Stored records
::::
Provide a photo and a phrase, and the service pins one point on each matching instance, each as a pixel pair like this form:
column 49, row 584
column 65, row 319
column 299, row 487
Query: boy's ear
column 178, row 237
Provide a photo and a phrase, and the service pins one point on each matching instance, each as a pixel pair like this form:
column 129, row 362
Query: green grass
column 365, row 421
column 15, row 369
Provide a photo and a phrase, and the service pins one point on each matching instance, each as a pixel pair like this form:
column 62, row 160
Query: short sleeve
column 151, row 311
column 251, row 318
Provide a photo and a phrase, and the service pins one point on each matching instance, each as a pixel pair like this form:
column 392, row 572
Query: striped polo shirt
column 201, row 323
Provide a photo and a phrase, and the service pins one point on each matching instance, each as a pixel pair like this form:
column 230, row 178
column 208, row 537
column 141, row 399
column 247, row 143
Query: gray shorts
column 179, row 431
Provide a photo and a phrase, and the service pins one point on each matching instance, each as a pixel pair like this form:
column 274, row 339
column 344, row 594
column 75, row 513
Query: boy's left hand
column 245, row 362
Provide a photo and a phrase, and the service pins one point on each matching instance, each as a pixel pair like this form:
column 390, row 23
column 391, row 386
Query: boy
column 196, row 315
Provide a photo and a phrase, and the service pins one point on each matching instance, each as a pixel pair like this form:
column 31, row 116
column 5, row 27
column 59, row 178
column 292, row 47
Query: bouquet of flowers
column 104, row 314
::::
Task to carry out
Copy the stored records word for word, beginning with the first line and ending with the line that contains "column 245, row 362", both included.

Written solution
Provide a photo and a phrase, and the service pins one point on each matching instance, each as a pixel pair like this form:
column 49, row 584
column 65, row 319
column 299, row 487
Query: boy's ear
column 178, row 237
Provide a photo and a phrase, and the service pins one point on each matching instance, each as a pixel pair like this form:
column 129, row 362
Query: green grass
column 365, row 421
column 15, row 369
Provide a photo and a phrase, and the service pins one point on each matching instance, each as a pixel pair like this form:
column 62, row 160
Query: short sleeve
column 151, row 311
column 251, row 318
Provide a photo and a phrase, and the service pins one point on each matching instance, each as a pixel pair like this form:
column 392, row 572
Query: striped polo shirt
column 201, row 323
Provide a photo and a phrase, and the service pins one point on each matching instance, each as a pixel pair like this form:
column 230, row 178
column 208, row 537
column 141, row 399
column 247, row 143
Query: gray shorts
column 179, row 431
Provide a photo and a phrase, and the service pins one point on each matching instance, each as a pixel pair like this form:
column 274, row 339
column 344, row 594
column 75, row 513
Query: boy's left hand
column 245, row 362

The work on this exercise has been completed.